Records contained in a dataset

--- START ---

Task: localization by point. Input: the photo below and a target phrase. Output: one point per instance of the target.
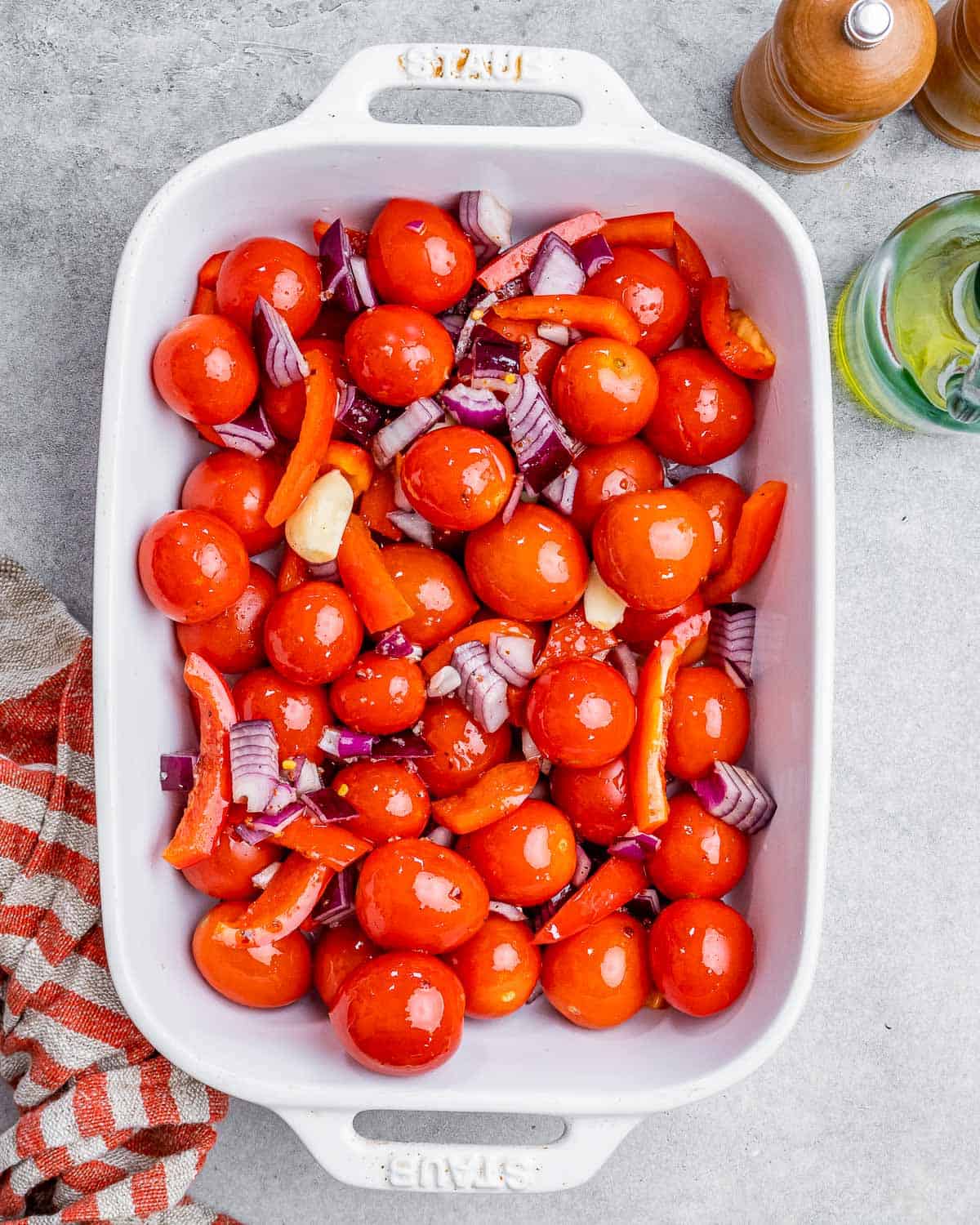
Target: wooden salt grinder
(820, 81)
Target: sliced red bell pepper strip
(516, 260)
(733, 336)
(497, 793)
(367, 580)
(644, 229)
(588, 313)
(612, 886)
(211, 795)
(754, 538)
(654, 700)
(310, 451)
(281, 906)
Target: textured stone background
(869, 1112)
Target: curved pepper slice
(211, 794)
(612, 886)
(654, 700)
(754, 538)
(497, 793)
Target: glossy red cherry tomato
(499, 967)
(698, 855)
(604, 390)
(653, 549)
(533, 568)
(232, 641)
(416, 894)
(205, 369)
(299, 713)
(313, 634)
(193, 566)
(379, 695)
(581, 713)
(419, 255)
(396, 354)
(701, 955)
(599, 977)
(651, 289)
(259, 978)
(710, 722)
(524, 858)
(238, 489)
(595, 800)
(434, 587)
(458, 478)
(703, 412)
(340, 951)
(278, 271)
(390, 798)
(399, 1013)
(610, 472)
(463, 750)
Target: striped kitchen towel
(109, 1131)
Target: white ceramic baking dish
(336, 159)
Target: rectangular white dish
(335, 159)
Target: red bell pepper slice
(211, 795)
(654, 700)
(497, 793)
(733, 336)
(612, 886)
(754, 538)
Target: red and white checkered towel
(109, 1129)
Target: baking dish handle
(352, 1158)
(600, 92)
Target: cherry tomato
(651, 289)
(599, 977)
(653, 549)
(299, 713)
(463, 750)
(193, 566)
(260, 978)
(418, 254)
(723, 499)
(604, 390)
(238, 489)
(434, 587)
(232, 641)
(205, 369)
(278, 271)
(527, 857)
(313, 634)
(499, 967)
(703, 412)
(581, 713)
(228, 870)
(458, 478)
(390, 798)
(698, 855)
(340, 951)
(701, 955)
(533, 568)
(416, 894)
(610, 472)
(595, 800)
(710, 722)
(396, 354)
(399, 1013)
(379, 695)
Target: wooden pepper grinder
(820, 81)
(950, 100)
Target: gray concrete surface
(870, 1110)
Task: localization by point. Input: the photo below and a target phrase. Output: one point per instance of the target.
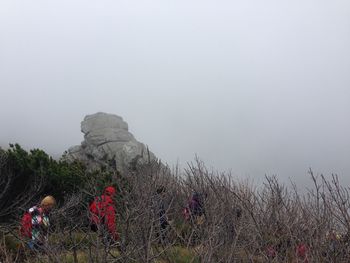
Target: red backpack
(26, 225)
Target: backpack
(26, 225)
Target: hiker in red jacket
(103, 213)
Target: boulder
(107, 141)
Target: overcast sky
(255, 87)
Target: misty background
(252, 87)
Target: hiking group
(35, 224)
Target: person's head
(110, 191)
(48, 203)
(161, 190)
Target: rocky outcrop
(108, 142)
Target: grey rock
(107, 141)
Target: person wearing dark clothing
(159, 209)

--- END ---

**Your instructions**.
Beginning from the line that contains "Target: rocky outcrop", give each line again exactly, through the final line of the records.

**Answer section**.
Target: rocky outcrop
(108, 142)
Target: grey rock
(107, 141)
Target: person wearing dark clothing
(159, 209)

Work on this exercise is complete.